Task requirements: Would you retype the line that contains "Target: motorcycle rider" and all lines following it to the end of the entries below, exactly and without pictures?

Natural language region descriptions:
□ □ □ □

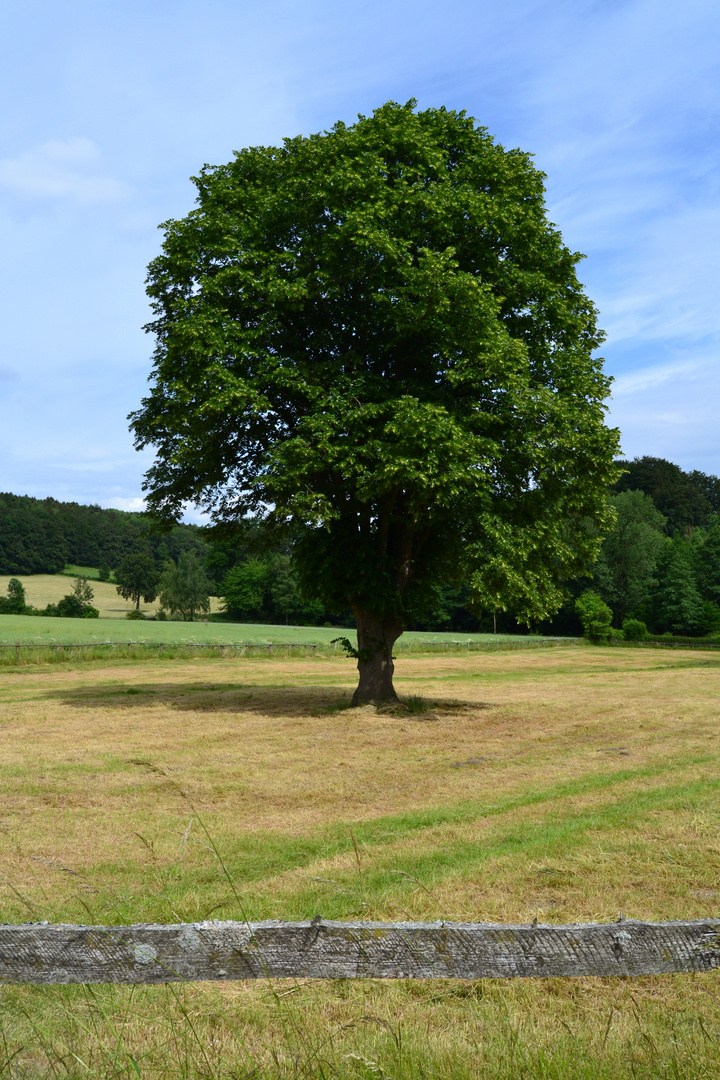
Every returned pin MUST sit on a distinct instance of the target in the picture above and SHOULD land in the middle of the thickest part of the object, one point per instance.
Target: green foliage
(77, 604)
(269, 590)
(708, 564)
(14, 603)
(185, 588)
(595, 616)
(137, 577)
(635, 630)
(42, 536)
(244, 588)
(677, 602)
(624, 571)
(347, 647)
(377, 333)
(684, 499)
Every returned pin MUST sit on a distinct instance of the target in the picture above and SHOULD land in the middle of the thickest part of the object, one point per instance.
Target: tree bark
(376, 637)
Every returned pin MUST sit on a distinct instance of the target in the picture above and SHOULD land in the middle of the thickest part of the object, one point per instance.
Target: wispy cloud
(62, 170)
(648, 377)
(137, 504)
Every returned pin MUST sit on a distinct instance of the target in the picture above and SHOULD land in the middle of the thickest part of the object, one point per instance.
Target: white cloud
(60, 170)
(647, 377)
(126, 504)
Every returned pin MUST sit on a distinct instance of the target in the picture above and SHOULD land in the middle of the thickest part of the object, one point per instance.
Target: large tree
(137, 578)
(376, 334)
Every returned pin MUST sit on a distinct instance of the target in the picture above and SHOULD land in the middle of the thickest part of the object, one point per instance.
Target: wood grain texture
(42, 954)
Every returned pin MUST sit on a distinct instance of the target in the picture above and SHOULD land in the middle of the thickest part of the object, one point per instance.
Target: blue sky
(111, 106)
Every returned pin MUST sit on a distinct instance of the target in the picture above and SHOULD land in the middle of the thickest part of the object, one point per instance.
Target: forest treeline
(661, 563)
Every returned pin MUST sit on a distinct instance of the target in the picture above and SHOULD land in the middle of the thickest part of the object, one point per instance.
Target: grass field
(32, 630)
(565, 784)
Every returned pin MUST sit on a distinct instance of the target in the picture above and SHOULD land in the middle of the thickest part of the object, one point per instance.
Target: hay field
(566, 784)
(50, 631)
(44, 589)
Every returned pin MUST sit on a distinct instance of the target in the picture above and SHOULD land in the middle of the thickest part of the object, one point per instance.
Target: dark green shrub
(635, 630)
(595, 616)
(76, 605)
(14, 602)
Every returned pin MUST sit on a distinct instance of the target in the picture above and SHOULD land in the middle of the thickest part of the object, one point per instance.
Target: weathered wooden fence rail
(57, 650)
(42, 954)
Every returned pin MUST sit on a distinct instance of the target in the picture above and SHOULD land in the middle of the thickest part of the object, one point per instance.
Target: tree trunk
(376, 636)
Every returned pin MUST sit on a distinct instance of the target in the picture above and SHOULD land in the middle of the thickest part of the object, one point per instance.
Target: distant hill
(684, 498)
(41, 536)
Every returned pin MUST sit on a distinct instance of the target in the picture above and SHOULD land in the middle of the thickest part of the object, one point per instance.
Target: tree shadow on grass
(277, 700)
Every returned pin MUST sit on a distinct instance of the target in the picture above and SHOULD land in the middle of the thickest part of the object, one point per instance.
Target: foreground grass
(567, 785)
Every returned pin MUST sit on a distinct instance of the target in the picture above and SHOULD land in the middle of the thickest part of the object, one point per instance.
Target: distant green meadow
(31, 630)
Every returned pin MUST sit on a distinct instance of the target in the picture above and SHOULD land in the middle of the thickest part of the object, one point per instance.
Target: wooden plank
(43, 954)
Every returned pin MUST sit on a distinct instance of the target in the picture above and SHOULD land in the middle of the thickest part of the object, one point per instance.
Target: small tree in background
(137, 577)
(244, 588)
(185, 589)
(595, 616)
(14, 603)
(78, 604)
(624, 572)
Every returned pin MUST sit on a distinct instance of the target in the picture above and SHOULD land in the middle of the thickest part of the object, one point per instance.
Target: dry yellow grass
(43, 589)
(567, 784)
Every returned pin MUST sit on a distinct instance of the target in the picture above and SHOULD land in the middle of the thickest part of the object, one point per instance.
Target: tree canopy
(375, 334)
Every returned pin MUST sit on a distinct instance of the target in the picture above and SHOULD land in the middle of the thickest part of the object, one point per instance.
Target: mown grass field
(565, 784)
(43, 631)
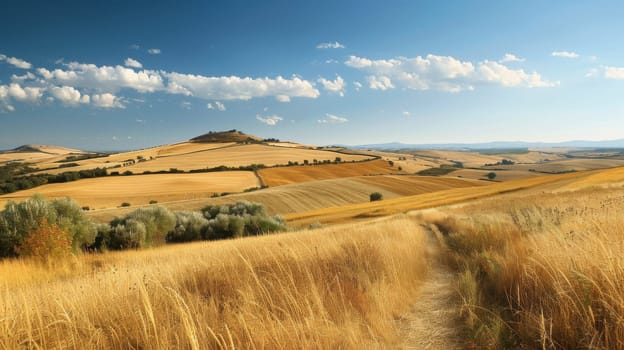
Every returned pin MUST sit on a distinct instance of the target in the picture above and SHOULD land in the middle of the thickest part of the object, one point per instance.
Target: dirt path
(433, 322)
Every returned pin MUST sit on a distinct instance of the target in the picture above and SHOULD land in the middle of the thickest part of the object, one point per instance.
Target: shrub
(189, 226)
(376, 196)
(17, 220)
(157, 221)
(46, 242)
(239, 219)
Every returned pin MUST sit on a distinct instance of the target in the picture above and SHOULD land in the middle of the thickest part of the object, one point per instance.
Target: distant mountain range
(495, 145)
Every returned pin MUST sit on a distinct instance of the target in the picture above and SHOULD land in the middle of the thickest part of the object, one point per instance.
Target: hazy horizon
(127, 76)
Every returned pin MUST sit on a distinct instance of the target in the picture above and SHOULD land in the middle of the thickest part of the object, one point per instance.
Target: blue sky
(115, 75)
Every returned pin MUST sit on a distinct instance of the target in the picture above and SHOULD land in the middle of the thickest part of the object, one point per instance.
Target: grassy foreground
(339, 287)
(543, 271)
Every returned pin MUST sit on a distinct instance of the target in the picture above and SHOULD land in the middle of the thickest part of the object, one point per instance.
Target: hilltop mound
(225, 136)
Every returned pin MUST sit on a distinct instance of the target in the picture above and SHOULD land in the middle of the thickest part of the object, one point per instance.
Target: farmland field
(111, 191)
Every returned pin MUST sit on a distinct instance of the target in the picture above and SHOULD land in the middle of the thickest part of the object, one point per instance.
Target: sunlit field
(340, 287)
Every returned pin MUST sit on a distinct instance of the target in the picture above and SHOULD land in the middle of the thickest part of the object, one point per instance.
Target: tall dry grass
(544, 271)
(339, 287)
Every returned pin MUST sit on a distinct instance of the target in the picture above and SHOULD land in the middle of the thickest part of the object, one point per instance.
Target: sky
(118, 75)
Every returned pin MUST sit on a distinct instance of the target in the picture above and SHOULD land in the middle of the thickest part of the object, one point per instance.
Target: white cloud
(217, 105)
(269, 120)
(107, 101)
(564, 54)
(511, 58)
(236, 88)
(22, 78)
(17, 62)
(614, 72)
(332, 119)
(379, 83)
(4, 99)
(497, 73)
(132, 63)
(282, 98)
(26, 94)
(330, 45)
(69, 96)
(338, 85)
(102, 85)
(443, 73)
(104, 78)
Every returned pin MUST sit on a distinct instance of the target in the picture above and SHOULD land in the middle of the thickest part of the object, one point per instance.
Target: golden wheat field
(314, 195)
(287, 175)
(239, 155)
(339, 287)
(540, 271)
(111, 191)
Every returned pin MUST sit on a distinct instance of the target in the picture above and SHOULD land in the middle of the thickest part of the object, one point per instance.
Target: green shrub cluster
(143, 227)
(18, 220)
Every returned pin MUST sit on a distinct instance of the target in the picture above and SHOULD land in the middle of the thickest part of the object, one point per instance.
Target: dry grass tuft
(545, 271)
(337, 287)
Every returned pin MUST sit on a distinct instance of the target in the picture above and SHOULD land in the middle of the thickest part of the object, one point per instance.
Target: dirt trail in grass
(434, 321)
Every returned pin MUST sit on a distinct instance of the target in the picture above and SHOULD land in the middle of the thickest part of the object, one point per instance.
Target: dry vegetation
(340, 287)
(106, 192)
(288, 175)
(541, 271)
(315, 195)
(238, 155)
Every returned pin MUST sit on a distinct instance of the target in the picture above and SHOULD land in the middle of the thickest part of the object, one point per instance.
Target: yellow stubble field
(106, 192)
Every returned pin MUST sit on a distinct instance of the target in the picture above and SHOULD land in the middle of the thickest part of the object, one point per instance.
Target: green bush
(189, 226)
(17, 220)
(376, 196)
(240, 219)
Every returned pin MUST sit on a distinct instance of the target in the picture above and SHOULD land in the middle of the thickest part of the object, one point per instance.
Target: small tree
(376, 196)
(46, 242)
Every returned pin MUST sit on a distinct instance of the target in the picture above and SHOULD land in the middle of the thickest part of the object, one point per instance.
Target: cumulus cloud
(332, 119)
(25, 94)
(380, 83)
(269, 120)
(22, 78)
(511, 58)
(565, 54)
(614, 72)
(338, 85)
(443, 73)
(69, 96)
(133, 63)
(236, 88)
(75, 82)
(217, 105)
(107, 100)
(330, 45)
(17, 62)
(104, 78)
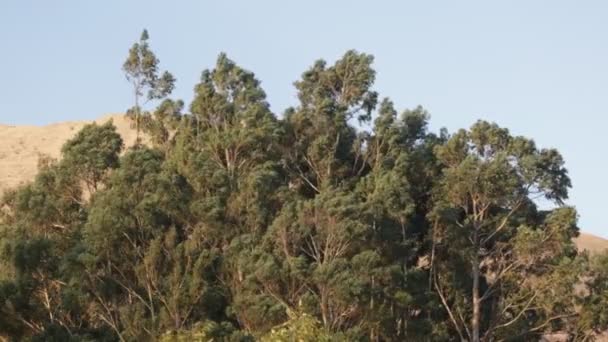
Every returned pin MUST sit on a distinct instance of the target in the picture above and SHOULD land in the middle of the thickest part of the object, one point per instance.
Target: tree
(141, 70)
(485, 203)
(92, 152)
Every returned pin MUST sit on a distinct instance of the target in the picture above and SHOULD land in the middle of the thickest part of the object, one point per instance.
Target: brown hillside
(21, 146)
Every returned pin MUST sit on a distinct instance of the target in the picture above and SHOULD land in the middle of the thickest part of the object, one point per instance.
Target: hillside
(21, 146)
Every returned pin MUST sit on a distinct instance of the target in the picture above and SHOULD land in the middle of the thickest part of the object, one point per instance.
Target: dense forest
(342, 219)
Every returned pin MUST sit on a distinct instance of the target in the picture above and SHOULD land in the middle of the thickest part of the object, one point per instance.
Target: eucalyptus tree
(141, 70)
(497, 250)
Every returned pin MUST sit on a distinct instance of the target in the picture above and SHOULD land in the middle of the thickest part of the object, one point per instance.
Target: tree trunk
(476, 300)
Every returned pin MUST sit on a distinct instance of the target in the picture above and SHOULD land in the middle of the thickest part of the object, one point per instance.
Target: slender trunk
(476, 300)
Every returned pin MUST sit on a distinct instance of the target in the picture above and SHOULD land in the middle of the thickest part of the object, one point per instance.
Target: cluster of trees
(229, 223)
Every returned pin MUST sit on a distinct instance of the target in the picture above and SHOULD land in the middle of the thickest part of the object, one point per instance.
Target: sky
(539, 68)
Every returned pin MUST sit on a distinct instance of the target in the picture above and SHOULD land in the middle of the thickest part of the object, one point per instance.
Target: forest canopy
(228, 222)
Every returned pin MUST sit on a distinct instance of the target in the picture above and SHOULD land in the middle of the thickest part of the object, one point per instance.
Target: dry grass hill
(21, 147)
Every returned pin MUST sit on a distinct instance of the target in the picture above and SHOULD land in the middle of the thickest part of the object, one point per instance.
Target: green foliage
(230, 224)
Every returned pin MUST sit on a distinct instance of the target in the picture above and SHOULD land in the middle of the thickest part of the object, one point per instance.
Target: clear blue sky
(539, 68)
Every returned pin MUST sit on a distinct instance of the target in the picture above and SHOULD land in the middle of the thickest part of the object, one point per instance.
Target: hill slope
(21, 146)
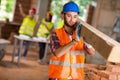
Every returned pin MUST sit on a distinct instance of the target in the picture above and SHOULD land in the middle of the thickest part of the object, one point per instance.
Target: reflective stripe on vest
(79, 65)
(77, 52)
(27, 26)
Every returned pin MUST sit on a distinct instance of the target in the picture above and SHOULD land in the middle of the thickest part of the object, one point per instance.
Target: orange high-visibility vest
(71, 63)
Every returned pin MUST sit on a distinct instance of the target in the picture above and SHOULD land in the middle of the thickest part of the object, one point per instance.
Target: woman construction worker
(27, 26)
(67, 61)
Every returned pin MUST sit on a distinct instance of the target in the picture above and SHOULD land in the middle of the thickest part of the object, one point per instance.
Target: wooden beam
(106, 46)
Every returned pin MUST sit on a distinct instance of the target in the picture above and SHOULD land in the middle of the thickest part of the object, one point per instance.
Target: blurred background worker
(27, 27)
(60, 23)
(44, 31)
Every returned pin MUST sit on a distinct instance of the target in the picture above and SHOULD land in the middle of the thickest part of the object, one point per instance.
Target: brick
(113, 68)
(108, 75)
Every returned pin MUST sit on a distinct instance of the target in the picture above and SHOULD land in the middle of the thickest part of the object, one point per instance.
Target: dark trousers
(41, 50)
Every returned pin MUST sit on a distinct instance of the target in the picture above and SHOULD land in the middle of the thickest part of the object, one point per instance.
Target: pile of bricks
(102, 72)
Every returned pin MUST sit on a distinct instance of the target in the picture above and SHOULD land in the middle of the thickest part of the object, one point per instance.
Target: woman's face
(70, 18)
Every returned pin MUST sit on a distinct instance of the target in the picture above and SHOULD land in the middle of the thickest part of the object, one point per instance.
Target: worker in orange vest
(67, 61)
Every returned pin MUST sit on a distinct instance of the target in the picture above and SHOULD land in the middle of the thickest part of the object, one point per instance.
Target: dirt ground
(29, 68)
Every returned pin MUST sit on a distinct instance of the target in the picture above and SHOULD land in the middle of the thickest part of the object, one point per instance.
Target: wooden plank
(105, 45)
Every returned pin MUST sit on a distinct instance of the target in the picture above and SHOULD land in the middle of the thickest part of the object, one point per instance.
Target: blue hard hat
(70, 6)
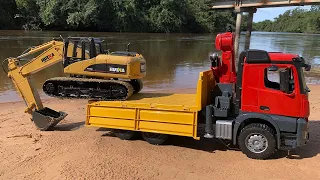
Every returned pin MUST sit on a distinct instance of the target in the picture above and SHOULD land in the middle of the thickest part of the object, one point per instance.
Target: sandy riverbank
(74, 151)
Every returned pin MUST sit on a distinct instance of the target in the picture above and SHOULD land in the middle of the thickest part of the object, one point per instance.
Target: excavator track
(86, 88)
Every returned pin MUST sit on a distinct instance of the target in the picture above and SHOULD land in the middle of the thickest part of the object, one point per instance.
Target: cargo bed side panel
(181, 123)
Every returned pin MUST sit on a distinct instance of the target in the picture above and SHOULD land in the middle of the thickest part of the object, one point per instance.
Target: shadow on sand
(68, 126)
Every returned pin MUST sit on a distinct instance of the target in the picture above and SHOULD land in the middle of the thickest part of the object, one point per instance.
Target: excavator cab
(81, 48)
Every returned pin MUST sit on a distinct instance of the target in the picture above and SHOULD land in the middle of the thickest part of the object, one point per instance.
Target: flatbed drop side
(163, 113)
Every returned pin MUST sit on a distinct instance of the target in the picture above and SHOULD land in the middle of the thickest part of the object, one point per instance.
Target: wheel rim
(50, 88)
(256, 143)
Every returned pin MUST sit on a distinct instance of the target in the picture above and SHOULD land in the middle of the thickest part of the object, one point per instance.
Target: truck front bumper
(301, 138)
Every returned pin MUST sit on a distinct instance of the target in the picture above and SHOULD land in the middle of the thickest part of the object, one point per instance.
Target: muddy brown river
(173, 60)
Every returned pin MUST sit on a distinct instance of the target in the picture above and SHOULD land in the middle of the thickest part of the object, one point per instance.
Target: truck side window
(272, 79)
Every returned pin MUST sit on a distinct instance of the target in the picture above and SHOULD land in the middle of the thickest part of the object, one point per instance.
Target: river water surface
(173, 60)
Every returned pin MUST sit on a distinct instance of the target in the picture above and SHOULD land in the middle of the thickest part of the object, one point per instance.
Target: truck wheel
(137, 85)
(154, 138)
(125, 134)
(257, 141)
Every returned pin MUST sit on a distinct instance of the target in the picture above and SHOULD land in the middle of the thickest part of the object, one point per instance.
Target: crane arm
(21, 76)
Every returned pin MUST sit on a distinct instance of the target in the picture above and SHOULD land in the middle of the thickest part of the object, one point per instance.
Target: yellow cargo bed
(175, 114)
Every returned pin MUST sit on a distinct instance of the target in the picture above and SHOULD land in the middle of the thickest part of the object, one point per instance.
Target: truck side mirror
(273, 68)
(284, 80)
(307, 67)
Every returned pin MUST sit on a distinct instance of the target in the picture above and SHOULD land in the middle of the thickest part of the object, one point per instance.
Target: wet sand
(74, 151)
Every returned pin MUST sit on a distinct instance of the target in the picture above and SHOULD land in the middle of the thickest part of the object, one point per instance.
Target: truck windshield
(304, 86)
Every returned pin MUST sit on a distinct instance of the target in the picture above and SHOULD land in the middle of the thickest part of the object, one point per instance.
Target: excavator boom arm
(43, 117)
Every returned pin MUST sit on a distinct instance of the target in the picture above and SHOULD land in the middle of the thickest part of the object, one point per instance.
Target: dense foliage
(114, 15)
(297, 20)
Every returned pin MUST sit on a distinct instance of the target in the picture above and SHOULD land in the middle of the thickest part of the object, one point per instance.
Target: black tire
(262, 139)
(137, 85)
(125, 134)
(154, 138)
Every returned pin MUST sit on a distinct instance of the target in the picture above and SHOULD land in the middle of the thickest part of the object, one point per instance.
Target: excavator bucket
(47, 118)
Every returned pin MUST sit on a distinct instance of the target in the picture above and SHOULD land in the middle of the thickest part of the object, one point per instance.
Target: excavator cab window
(79, 49)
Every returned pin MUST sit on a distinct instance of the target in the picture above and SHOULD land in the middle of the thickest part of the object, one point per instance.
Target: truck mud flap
(47, 118)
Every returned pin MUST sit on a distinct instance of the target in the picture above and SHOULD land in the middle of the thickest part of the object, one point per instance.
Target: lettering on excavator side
(117, 69)
(48, 57)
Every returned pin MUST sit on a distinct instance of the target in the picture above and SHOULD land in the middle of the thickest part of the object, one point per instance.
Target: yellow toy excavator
(92, 73)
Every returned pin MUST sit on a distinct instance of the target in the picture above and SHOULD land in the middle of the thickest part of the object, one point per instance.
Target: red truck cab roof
(278, 56)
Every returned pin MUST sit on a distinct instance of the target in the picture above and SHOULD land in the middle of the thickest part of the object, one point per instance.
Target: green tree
(28, 14)
(8, 9)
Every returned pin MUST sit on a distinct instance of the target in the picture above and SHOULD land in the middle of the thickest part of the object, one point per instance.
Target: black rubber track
(85, 88)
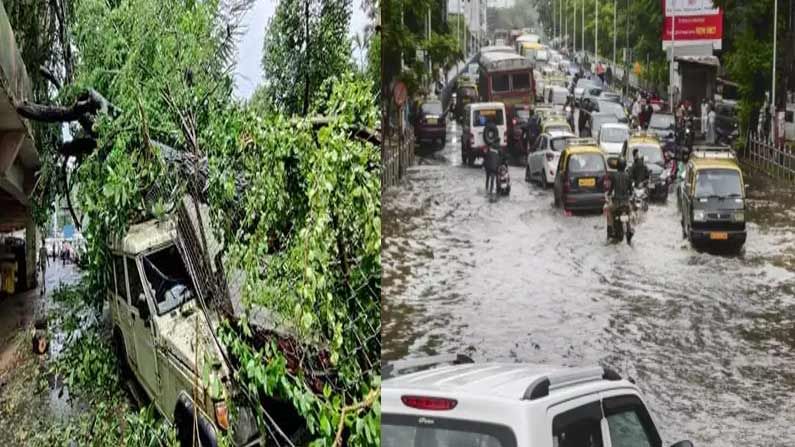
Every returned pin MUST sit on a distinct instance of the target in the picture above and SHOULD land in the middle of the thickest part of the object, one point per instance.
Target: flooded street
(709, 338)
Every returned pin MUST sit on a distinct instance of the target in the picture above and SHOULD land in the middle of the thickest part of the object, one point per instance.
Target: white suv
(512, 405)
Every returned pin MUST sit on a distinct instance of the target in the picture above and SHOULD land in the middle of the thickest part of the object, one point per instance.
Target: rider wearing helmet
(620, 191)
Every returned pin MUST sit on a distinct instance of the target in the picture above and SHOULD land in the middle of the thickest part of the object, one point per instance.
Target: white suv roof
(557, 133)
(486, 105)
(511, 381)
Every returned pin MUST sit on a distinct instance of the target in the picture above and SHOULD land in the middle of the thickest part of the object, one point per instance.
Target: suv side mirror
(143, 308)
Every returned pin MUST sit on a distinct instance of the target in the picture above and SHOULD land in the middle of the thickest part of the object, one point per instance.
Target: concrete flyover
(19, 158)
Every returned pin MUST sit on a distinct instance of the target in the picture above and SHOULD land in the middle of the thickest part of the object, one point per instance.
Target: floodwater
(708, 337)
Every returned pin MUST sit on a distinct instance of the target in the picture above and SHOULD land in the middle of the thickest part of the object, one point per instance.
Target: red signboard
(708, 27)
(696, 21)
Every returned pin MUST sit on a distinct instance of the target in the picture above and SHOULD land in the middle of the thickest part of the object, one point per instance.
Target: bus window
(499, 83)
(521, 81)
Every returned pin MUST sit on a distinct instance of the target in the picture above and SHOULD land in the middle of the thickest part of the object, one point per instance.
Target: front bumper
(733, 236)
(658, 190)
(431, 133)
(579, 201)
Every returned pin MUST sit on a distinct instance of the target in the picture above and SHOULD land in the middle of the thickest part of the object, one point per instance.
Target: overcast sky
(249, 70)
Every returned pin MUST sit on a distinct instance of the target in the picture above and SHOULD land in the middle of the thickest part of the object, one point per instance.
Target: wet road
(709, 338)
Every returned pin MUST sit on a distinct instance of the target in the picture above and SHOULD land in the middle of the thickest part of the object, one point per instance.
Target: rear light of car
(429, 403)
(222, 415)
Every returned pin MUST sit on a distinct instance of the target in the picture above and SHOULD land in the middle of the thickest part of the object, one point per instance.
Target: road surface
(708, 337)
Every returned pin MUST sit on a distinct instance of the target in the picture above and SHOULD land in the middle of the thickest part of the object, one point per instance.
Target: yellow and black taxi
(712, 198)
(651, 150)
(581, 177)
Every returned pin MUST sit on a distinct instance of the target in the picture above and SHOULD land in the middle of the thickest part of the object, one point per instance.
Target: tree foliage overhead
(306, 42)
(305, 231)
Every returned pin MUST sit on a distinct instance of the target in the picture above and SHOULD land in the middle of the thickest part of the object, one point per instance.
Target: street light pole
(615, 17)
(673, 49)
(773, 89)
(596, 30)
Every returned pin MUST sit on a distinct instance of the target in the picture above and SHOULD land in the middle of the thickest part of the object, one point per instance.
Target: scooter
(618, 223)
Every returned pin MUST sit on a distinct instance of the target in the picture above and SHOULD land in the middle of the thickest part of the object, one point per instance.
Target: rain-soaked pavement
(708, 337)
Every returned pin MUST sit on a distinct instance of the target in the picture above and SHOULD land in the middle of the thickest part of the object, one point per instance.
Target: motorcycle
(618, 222)
(503, 180)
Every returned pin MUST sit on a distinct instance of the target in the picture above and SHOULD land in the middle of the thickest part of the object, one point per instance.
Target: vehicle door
(578, 422)
(144, 329)
(124, 309)
(560, 175)
(628, 422)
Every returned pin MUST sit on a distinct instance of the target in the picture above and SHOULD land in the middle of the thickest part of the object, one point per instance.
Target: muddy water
(708, 337)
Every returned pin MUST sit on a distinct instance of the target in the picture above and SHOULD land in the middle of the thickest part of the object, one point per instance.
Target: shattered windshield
(168, 279)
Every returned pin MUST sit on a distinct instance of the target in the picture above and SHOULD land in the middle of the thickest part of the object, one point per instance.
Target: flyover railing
(12, 69)
(773, 159)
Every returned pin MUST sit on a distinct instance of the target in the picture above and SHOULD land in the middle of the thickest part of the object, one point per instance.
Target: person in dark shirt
(640, 172)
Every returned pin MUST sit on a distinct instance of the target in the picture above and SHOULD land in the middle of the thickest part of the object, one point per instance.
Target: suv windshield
(650, 154)
(558, 144)
(413, 431)
(168, 278)
(586, 163)
(661, 121)
(484, 116)
(432, 108)
(614, 135)
(718, 182)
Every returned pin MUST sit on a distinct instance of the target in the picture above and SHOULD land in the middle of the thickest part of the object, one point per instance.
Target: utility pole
(615, 17)
(773, 89)
(673, 48)
(596, 30)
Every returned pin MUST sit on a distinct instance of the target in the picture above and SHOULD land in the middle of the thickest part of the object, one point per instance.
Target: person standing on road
(711, 126)
(43, 266)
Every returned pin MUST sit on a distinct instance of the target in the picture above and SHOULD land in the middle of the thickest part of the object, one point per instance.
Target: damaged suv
(164, 340)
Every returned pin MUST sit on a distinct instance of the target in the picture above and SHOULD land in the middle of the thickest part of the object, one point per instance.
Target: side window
(579, 427)
(121, 284)
(629, 423)
(136, 289)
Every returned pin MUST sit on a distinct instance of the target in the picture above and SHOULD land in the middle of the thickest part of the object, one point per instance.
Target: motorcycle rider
(640, 172)
(619, 192)
(491, 160)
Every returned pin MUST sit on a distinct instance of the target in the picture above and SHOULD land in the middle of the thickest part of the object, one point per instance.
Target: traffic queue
(572, 133)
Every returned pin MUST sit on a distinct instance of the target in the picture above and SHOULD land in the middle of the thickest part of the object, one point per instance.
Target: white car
(611, 139)
(542, 162)
(512, 405)
(476, 116)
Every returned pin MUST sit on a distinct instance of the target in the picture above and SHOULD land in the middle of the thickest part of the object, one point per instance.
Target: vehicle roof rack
(714, 152)
(559, 379)
(392, 368)
(580, 142)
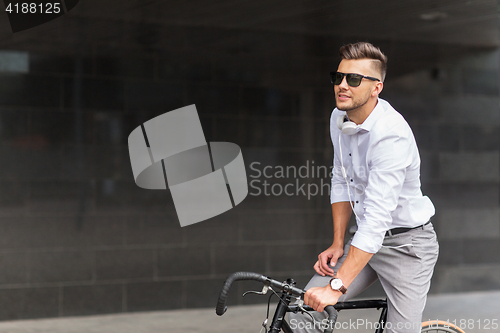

□ □ □ □

Response to the task:
Target: motorcycle rider
(640, 172)
(619, 192)
(491, 160)
Every returned pin MUST sit on a distinct instance of the target in the picture above and SHOULD land in the middle of the thickest part of the object, one point per instance.
Target: traffic queue
(572, 133)
Every returned pin MUST sit on a distinct instance of the target in the picture above and SHOULD land in the middle of the thickest part of the object, one point per instance.
Target: white car
(611, 139)
(542, 162)
(512, 405)
(476, 116)
Every returned pin MUST sit on a distinct instance of the target in the picture above and SHOULD land in the middle of the thickest part of the object, one point per instance.
Target: vehicle roof rack
(714, 152)
(559, 379)
(392, 368)
(580, 142)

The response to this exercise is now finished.